Instructions to follow:
Show each line of the items below that contains the string "rear", copying every such line in full.

-- start --

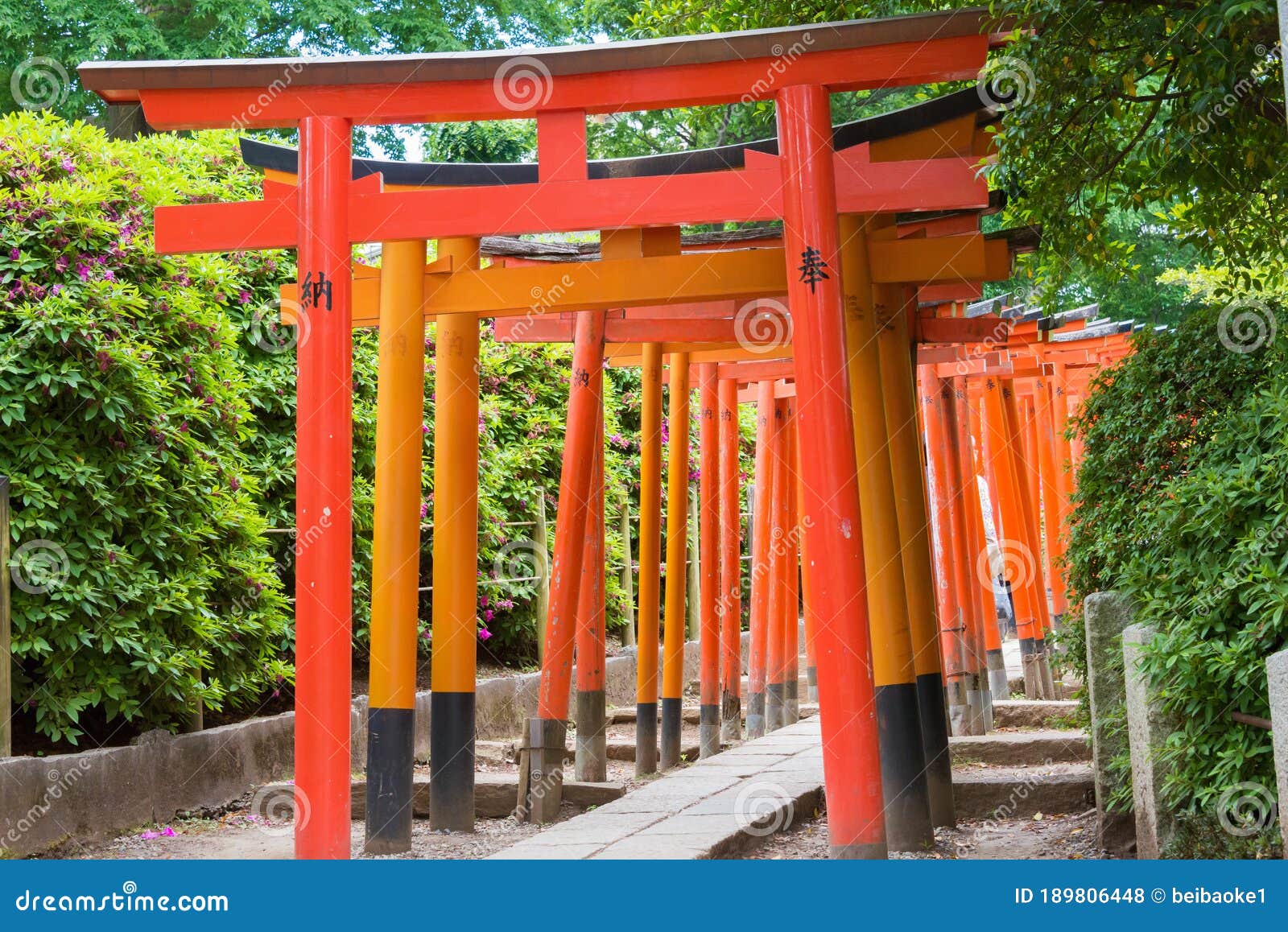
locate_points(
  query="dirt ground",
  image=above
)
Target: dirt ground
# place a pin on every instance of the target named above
(1050, 837)
(236, 833)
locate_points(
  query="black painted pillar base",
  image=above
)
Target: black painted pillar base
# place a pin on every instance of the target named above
(451, 761)
(646, 738)
(903, 769)
(858, 852)
(390, 758)
(731, 717)
(592, 755)
(708, 730)
(671, 724)
(755, 716)
(1032, 671)
(774, 697)
(934, 748)
(541, 770)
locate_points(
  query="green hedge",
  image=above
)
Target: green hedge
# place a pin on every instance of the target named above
(147, 419)
(1183, 505)
(124, 425)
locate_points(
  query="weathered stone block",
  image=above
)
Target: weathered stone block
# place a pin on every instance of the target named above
(1277, 674)
(1105, 614)
(1146, 732)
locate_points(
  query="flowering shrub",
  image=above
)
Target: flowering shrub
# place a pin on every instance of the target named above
(124, 425)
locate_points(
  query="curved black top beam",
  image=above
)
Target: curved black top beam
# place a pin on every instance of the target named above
(468, 174)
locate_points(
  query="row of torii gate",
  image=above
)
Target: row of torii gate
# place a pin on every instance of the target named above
(873, 273)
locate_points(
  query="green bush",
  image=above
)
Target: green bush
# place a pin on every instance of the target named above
(124, 419)
(147, 419)
(1183, 505)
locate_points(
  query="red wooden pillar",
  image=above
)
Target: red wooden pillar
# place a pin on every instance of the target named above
(592, 748)
(547, 732)
(831, 494)
(324, 494)
(708, 559)
(976, 552)
(791, 538)
(776, 662)
(650, 560)
(731, 565)
(762, 520)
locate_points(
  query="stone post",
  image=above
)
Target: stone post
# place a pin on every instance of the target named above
(1277, 674)
(1146, 732)
(1105, 614)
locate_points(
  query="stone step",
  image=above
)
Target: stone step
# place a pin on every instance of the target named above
(1022, 748)
(1030, 713)
(998, 794)
(626, 716)
(625, 751)
(496, 796)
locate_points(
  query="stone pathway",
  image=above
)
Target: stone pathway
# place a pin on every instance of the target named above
(714, 809)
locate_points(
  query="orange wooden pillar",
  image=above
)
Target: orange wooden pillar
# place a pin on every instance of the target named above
(899, 397)
(807, 604)
(547, 736)
(456, 536)
(998, 683)
(791, 618)
(1026, 472)
(762, 550)
(650, 560)
(850, 747)
(1059, 386)
(950, 555)
(978, 695)
(1015, 555)
(731, 567)
(1050, 488)
(708, 563)
(324, 500)
(774, 659)
(396, 549)
(676, 559)
(903, 764)
(590, 760)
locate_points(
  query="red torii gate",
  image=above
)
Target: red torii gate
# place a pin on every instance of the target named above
(807, 184)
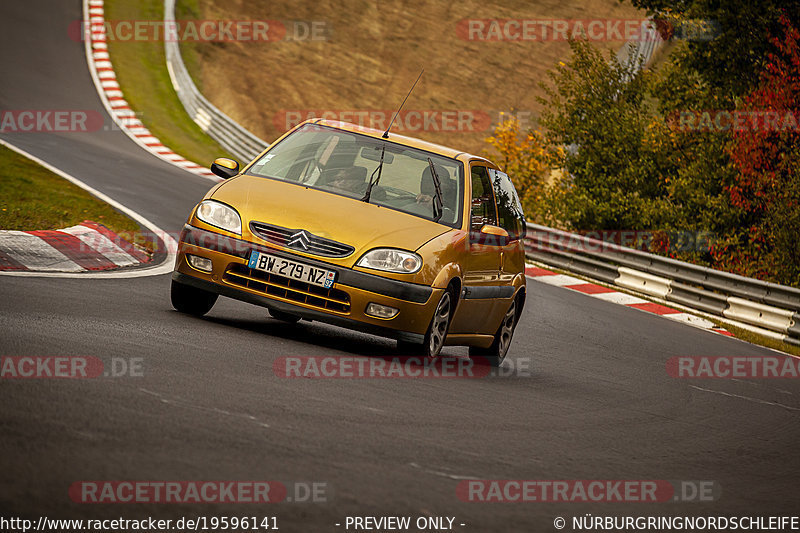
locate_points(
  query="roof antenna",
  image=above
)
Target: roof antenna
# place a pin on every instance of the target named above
(386, 133)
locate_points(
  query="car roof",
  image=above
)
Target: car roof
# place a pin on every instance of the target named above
(399, 139)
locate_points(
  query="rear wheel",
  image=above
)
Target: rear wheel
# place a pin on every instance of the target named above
(191, 300)
(285, 317)
(437, 330)
(496, 353)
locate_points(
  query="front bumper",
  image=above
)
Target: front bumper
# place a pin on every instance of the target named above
(344, 304)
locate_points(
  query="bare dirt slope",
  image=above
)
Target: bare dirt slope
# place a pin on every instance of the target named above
(371, 53)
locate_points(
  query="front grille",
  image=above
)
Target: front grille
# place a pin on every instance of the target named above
(301, 240)
(287, 289)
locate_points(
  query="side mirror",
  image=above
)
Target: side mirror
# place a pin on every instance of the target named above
(225, 168)
(492, 236)
(495, 231)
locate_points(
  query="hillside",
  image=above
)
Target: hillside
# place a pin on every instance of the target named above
(371, 54)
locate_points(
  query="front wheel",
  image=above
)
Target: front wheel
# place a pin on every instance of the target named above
(191, 300)
(496, 353)
(437, 330)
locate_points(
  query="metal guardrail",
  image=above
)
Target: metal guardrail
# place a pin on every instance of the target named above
(639, 52)
(219, 126)
(759, 303)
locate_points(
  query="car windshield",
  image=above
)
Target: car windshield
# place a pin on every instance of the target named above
(343, 163)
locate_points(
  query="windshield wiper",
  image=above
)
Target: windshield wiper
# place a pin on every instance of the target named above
(375, 182)
(438, 204)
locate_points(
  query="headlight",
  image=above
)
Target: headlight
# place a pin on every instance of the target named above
(391, 260)
(219, 215)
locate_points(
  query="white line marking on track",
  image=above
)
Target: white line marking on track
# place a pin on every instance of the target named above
(749, 399)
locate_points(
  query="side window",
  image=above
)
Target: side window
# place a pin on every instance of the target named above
(483, 209)
(509, 209)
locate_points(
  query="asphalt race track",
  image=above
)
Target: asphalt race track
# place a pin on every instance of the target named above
(598, 403)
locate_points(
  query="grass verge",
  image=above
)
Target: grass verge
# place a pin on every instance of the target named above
(142, 74)
(33, 198)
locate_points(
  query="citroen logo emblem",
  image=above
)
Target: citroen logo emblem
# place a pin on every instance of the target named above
(299, 240)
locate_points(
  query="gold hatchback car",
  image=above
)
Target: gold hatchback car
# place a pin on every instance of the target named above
(363, 229)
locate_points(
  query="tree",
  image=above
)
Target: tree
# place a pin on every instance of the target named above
(613, 166)
(766, 155)
(522, 156)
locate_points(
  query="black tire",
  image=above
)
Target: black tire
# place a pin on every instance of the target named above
(285, 317)
(190, 300)
(496, 353)
(436, 333)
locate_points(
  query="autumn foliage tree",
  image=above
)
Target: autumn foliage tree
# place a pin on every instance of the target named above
(521, 155)
(766, 155)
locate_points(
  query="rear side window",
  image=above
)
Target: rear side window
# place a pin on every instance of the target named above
(483, 209)
(509, 209)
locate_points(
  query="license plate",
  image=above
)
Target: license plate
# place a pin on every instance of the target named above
(292, 269)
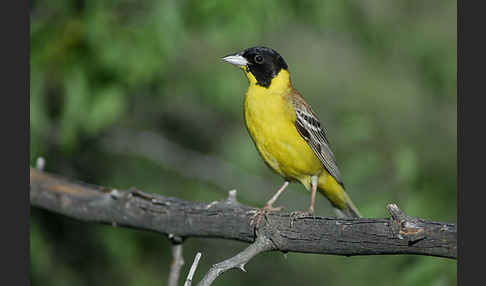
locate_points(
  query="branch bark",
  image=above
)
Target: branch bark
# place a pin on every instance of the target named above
(229, 219)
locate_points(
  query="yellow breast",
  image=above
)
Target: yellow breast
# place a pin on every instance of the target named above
(270, 117)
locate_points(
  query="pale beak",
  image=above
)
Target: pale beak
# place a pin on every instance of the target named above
(236, 60)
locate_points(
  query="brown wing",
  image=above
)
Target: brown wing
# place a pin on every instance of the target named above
(314, 134)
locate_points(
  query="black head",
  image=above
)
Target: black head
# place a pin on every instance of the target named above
(264, 63)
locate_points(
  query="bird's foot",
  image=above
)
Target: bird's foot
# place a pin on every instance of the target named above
(258, 214)
(295, 215)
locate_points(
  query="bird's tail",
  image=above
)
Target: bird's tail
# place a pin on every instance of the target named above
(335, 193)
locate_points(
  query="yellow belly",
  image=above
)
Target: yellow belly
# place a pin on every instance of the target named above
(270, 121)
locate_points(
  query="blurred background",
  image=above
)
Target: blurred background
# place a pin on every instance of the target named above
(133, 93)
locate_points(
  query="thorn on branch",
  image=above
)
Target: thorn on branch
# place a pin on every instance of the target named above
(40, 163)
(261, 244)
(176, 265)
(404, 226)
(193, 269)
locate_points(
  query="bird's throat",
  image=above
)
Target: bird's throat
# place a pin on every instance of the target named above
(280, 82)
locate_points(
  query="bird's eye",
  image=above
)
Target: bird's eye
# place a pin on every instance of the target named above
(258, 59)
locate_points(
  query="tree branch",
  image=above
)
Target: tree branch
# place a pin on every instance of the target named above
(230, 220)
(177, 261)
(261, 244)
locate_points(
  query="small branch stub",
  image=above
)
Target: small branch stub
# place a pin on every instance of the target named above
(405, 226)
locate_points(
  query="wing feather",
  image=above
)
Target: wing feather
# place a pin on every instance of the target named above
(310, 128)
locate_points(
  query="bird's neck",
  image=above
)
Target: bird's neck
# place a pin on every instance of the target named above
(281, 82)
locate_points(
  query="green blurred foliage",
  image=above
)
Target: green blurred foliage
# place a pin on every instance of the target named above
(380, 74)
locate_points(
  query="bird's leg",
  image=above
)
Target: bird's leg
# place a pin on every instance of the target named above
(313, 194)
(298, 214)
(269, 205)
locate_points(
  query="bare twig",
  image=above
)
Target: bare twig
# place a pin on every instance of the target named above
(229, 220)
(193, 269)
(176, 265)
(239, 261)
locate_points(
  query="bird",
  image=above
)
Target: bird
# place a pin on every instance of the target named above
(287, 132)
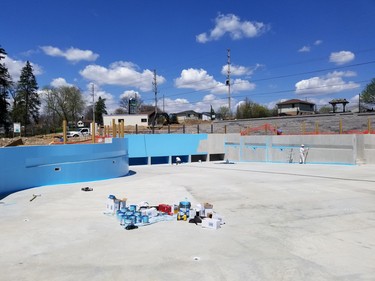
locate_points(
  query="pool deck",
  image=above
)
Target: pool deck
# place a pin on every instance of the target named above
(282, 222)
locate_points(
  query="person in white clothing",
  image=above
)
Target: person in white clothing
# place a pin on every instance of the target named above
(178, 160)
(302, 154)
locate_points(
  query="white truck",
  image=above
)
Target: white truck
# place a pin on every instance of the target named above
(80, 133)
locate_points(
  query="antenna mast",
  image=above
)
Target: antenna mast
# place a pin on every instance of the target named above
(155, 84)
(228, 83)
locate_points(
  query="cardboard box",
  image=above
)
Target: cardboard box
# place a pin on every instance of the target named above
(211, 223)
(218, 217)
(208, 213)
(164, 208)
(208, 206)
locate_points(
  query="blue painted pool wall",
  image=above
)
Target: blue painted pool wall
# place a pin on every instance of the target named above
(163, 145)
(29, 166)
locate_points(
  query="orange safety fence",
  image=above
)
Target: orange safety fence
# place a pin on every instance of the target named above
(268, 129)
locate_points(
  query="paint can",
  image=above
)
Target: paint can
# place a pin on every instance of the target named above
(184, 210)
(123, 219)
(145, 219)
(119, 215)
(132, 218)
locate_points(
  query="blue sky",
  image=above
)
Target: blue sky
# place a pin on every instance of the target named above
(312, 50)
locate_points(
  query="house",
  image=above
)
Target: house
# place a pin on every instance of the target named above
(129, 119)
(184, 116)
(295, 107)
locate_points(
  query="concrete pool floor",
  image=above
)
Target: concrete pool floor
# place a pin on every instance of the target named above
(283, 222)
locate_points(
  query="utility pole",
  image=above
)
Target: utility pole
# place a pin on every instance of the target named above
(155, 84)
(227, 82)
(359, 103)
(93, 113)
(93, 103)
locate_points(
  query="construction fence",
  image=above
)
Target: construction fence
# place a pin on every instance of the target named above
(306, 125)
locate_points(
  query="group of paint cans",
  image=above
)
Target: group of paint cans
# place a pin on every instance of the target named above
(130, 216)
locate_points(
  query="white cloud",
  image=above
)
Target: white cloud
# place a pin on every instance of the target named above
(197, 79)
(60, 82)
(341, 57)
(121, 74)
(110, 101)
(318, 42)
(331, 83)
(15, 67)
(200, 80)
(305, 49)
(237, 70)
(240, 85)
(130, 94)
(232, 25)
(71, 54)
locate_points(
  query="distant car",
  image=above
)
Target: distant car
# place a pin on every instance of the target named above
(80, 133)
(73, 134)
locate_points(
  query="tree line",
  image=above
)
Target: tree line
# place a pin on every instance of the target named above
(44, 111)
(41, 111)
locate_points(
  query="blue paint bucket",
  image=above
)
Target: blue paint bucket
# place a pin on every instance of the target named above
(138, 218)
(132, 218)
(119, 215)
(123, 218)
(145, 219)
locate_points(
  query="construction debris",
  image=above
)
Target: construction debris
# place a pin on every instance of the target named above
(136, 215)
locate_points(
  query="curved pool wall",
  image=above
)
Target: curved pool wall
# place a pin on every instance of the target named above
(24, 167)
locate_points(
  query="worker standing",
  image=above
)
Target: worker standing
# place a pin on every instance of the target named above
(302, 154)
(178, 160)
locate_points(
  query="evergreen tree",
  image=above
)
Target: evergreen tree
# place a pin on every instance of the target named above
(64, 103)
(368, 94)
(5, 86)
(26, 101)
(100, 109)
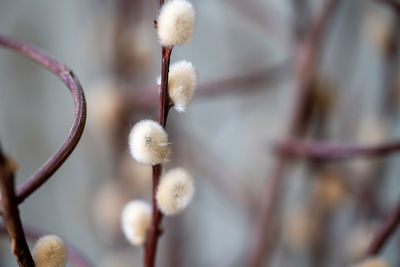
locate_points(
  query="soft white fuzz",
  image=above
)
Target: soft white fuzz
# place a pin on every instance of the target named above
(50, 251)
(182, 81)
(373, 262)
(175, 25)
(135, 219)
(148, 142)
(175, 191)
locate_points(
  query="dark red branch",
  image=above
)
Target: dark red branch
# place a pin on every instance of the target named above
(305, 64)
(10, 213)
(325, 151)
(164, 106)
(241, 84)
(70, 80)
(394, 4)
(384, 231)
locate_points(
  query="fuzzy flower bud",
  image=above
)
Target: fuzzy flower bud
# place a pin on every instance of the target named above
(175, 25)
(135, 219)
(148, 142)
(175, 191)
(50, 251)
(182, 81)
(373, 262)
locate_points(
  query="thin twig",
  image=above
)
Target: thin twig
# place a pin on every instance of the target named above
(10, 214)
(305, 64)
(70, 80)
(326, 151)
(384, 231)
(164, 106)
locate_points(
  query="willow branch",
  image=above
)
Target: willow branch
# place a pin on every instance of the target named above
(70, 80)
(164, 106)
(325, 151)
(383, 233)
(230, 85)
(305, 64)
(10, 213)
(74, 256)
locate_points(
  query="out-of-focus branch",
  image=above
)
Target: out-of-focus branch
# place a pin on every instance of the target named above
(305, 64)
(10, 213)
(70, 80)
(383, 233)
(163, 110)
(395, 5)
(325, 151)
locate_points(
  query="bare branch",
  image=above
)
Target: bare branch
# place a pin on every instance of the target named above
(70, 80)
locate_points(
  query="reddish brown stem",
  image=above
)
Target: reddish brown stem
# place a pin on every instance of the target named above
(305, 64)
(70, 80)
(325, 151)
(164, 106)
(384, 231)
(10, 213)
(240, 84)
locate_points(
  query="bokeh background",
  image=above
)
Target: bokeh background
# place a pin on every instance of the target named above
(244, 53)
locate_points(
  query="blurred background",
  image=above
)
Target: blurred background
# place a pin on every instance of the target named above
(244, 52)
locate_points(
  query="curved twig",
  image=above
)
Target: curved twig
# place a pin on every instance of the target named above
(326, 151)
(70, 80)
(74, 256)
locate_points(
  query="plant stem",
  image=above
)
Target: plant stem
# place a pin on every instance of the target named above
(305, 64)
(10, 214)
(163, 110)
(384, 231)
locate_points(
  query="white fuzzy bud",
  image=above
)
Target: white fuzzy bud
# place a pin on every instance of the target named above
(50, 251)
(148, 142)
(182, 81)
(175, 191)
(136, 219)
(175, 25)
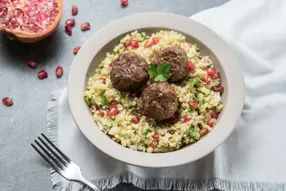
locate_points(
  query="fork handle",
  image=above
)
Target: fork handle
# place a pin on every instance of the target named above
(89, 184)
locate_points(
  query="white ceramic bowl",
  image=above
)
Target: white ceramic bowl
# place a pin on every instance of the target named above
(94, 50)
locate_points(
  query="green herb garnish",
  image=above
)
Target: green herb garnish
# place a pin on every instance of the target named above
(145, 132)
(161, 73)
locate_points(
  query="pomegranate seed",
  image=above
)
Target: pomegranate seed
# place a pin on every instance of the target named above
(32, 64)
(127, 44)
(135, 119)
(216, 76)
(219, 89)
(191, 66)
(211, 122)
(76, 49)
(155, 41)
(102, 80)
(42, 74)
(112, 112)
(147, 44)
(74, 10)
(213, 114)
(68, 30)
(101, 113)
(154, 143)
(203, 132)
(134, 44)
(211, 71)
(7, 101)
(94, 107)
(70, 22)
(135, 94)
(193, 104)
(124, 2)
(85, 26)
(59, 71)
(112, 104)
(155, 135)
(187, 118)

-- end --

Task output:
  query="rear wheel",
Target: rear wheel
  query="rear side window",
Target: rear side window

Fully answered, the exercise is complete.